▶ **JOB 1**
In the thread on filtering DataFrame columns with a unicode regex, reproduce the portion starting at "I'm trying to" and ending at "axis=axis_name)", substituting "Python 2" for each occurrence of "python2".
▶ **JOB 2**
List every URL that appears in the thread on filtering DataFrame columns with a unicode regex.
▶ **JOB 3**
Extend the thread on filtering DataFrame columns with a unicode regex, writing on from the point at which it ends.

▶ **SOURCE PASSAGE**
0

I'm trying to filter columns of DataFrame with a unicode regex. I need the code to be compatible with both python2 and python3.

df.filter(regex=u'证券代码')

The code throws error in python2

  File "D:\Applications\Anaconda2\lib\site-packages\pandas\core\generic.py", line 2469, in filter
    axis=axis_name)
  File "D:\Applications\Anaconda2\lib\site-packages\pandas\core\generic.py", line 1838, in select
    np.asarray([bool(crit(label)) for label in axis_values])]
  File "D:\Applications\Anaconda2\lib\site-packages\pandas\core\generic.py", line 2468, in <lambda>
    return self.select(lambda x: matcher.search(str(x)) is not None,
UnicodeEncodeError: 'ascii' codec can't encode characters in position 0-3: ordinal not in range(128)

So, I write a unit test:

class StrTest(unittest.TestCase):
    def test_str(self):
        str(u'证券代码')

It reports same error.

Any idea about this error? How do I filter DataFrame with a unicode regex?

user1633272
  • 2,007
  • 5
  • 25
  • 48
  • This question is related to your problem: https://stackoverflow.com/questions/9942594/unicodeencodeerror-ascii-codec-cant-encode-character-u-xa0-in-position-20 – Craig Apr 16 '17 at 13:43
  • This open bug report for pandas looks like it describes your problem: https://github.com/pandas-dev/pandas/issues/13101 – Craig Apr 16 '17 at 13:53
  • Seem that I could use sys.setdefaultencoding("utf-8") to resolve the problem. But it says to avoid this - http://stackoverflow.com/questions/3828723/why-should-we-not-use-sys-setdefaultencodingutf-8-in-a-py-script – user1633272 Apr 16 '17 at 13:55
  • I tried to set environment PYTHONIOENCODING=UTF-8, but doesn't work. – user1633272 Apr 16 '17 at 14:00
  • I can't reproduce. I'm using Pandas 19.2 and Python 3.6 and both the `filter()` and the `str()` commands work fine. What versions are you using? – Craig Apr 16 '17 at 14:03
  • It happens on Windows, didn't try Linux or Mac. – user1633272 Apr 16 '17 at 14:04
  • I'm on Windows 10. – Craig Apr 16 '17 at 14:05
  • I'm on Windows 10 too, neither cmd nor pycharm work – user1633272 Apr 16 '17 at 14:08
  • The following code works fine for me. Do you get the same error with this? `import pandas as pd; df = pd.DataFrame( {'ascii':range(10), u'证券代码':range(10,20)}); print(df.filter(regex=u'证券代码'))` – Craig Apr 16 '17 at 14:15
  • Yes, still same error. – user1633272 Apr 16 '17 at 14:17

1 Answers1

1

I can only reproduce this problem in Python 2.7. For a Python 2.7 environment, there are several work-arounds:

This is the dataframe that I'm using

# -*- coding: utf-8 -*-
import pandas as pd 

df = pd.DataFrame( {'ascii':range(10), u'证券代码':range(10,20)}); 

1) Slice Notation

Use a regex to directly filter the list of column names and then use standard indexing to select those columns:

import re
matches = [c for c in df.columns if re.search(u'证券代码',c)]
print(df[matches])

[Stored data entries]
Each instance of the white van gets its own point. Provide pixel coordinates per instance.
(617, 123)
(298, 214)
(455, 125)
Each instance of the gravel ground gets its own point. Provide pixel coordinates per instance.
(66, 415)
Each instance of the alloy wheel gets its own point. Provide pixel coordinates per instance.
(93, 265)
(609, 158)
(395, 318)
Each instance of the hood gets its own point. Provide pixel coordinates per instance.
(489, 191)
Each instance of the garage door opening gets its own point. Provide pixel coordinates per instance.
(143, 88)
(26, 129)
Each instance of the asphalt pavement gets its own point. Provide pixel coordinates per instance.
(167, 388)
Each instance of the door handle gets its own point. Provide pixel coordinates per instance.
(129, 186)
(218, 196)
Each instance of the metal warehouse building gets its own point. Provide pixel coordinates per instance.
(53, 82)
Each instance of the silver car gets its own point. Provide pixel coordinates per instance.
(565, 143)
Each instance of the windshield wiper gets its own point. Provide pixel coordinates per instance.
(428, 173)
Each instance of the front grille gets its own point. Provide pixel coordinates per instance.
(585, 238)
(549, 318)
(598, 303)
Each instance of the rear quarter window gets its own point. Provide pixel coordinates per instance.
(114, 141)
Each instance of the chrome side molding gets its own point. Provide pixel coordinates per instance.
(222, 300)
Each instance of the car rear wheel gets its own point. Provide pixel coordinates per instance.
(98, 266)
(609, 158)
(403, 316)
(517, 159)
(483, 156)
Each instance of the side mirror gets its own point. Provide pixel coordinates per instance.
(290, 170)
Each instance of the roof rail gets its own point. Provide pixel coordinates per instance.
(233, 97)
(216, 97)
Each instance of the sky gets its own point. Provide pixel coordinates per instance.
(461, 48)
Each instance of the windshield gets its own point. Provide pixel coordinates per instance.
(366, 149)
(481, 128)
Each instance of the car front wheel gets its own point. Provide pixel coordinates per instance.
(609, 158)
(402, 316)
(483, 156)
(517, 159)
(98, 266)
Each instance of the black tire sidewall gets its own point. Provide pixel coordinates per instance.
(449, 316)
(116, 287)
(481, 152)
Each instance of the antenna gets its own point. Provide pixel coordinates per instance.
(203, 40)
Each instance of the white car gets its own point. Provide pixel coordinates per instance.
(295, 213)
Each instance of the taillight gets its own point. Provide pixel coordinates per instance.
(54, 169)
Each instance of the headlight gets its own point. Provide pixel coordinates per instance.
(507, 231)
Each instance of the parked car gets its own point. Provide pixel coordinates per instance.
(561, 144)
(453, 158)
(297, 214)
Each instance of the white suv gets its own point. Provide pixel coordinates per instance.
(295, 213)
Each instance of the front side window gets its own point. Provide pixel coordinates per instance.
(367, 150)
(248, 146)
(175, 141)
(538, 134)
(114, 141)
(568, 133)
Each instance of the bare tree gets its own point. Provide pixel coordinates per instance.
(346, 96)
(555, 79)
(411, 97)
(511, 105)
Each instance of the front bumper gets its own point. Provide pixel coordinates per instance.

▶ **WRITTEN REPLY 1**
I'm trying to filter columns of DataFrame with a unicode regex. I need the code to be compatible with both Python 2 and python3.

df.filter(regex=u'证券代码')

The code throws error in Python 2

  File "D:\Applications\Anaconda2\lib\site-packages\pandas\core\generic.py", line 2469, in filter
    axis=axis_name)

▶ **WRITTEN REPLY 2**
- https://stackoverflow.com/questions/9942594/unicodeencodeerror-ascii-codec-cant-encode-character-u-xa0-in-position-20
- https://github.com/pandas-dev/pandas/issues/13101
- http://stackoverflow.com/questions/3828723/why-should-we-not-use-sys-setdefaultencodingutf-8-in-a-py-script

▶ **WRITTEN REPLY 3**
Another option for getting the column matches is to use the Python filter function like:

colpattern = re.compile(u'证券代码')
matches = list(filter(colpattern.search, df.columns))

2) DataFrame.select()

You specify a matching function to the .select(). This allows you to specify a regex or any other code to match the column names.

import re
print(df.select(lambda c: re.search(u'证券代码',c), axis=1))

NOTE: For a regex as simple as this, you could use u'证券代码' in c as the criteria and not load the regex library at all.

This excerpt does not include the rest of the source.